[PROMPT]: Nothing but a number should be given: how many lines in the entries below include the string "smiling".

[DATA SHOWN]:
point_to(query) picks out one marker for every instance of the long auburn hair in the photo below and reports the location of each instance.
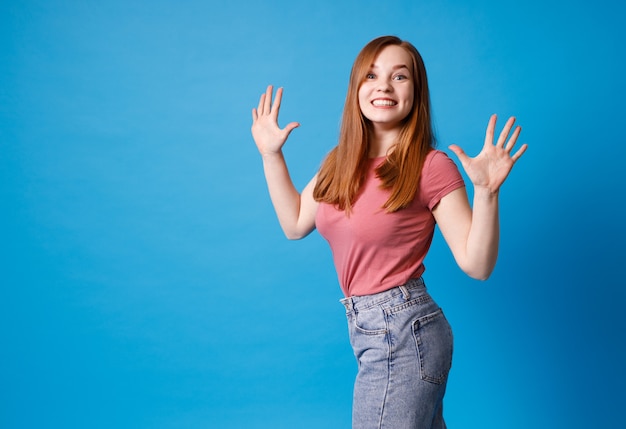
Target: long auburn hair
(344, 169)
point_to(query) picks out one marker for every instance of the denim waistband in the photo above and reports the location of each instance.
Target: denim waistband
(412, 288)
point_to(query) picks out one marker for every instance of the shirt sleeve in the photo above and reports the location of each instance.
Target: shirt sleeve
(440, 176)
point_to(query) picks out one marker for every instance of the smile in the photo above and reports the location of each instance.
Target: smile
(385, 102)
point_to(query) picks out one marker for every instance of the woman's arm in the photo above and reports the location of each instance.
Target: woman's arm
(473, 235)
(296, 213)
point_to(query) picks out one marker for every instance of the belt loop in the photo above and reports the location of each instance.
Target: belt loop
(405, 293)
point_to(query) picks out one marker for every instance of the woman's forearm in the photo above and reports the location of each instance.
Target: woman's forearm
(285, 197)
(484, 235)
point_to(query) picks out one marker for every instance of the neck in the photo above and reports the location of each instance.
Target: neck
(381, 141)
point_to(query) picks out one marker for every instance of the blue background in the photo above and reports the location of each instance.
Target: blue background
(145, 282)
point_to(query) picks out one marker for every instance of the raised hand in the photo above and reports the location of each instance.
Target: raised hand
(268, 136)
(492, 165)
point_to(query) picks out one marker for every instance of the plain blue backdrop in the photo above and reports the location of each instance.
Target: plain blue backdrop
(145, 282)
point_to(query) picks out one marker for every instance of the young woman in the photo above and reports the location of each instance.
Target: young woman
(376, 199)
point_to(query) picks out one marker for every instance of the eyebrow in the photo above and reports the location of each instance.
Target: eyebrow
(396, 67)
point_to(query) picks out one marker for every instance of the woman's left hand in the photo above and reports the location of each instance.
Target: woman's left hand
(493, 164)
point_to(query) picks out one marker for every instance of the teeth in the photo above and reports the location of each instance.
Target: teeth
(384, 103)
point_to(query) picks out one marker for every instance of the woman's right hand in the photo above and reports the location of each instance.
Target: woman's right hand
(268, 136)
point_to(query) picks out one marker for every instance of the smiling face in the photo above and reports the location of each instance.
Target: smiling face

---

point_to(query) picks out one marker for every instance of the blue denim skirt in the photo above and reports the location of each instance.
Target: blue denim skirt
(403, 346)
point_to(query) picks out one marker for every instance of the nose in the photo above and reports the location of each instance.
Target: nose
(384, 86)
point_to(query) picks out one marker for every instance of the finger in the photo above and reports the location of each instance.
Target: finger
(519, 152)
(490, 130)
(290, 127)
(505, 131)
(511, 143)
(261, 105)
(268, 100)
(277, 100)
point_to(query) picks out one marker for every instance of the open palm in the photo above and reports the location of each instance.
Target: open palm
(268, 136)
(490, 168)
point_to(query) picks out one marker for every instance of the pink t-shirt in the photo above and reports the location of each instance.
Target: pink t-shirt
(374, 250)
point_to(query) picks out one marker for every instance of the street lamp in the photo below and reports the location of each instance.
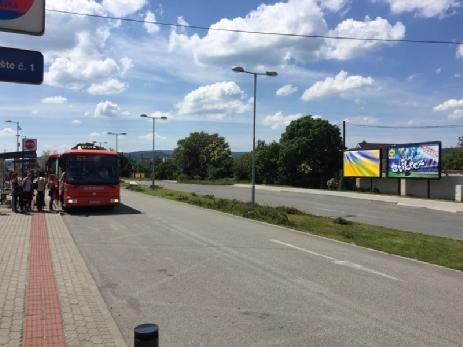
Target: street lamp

[ANSWER TO THIS EXERCISE]: 2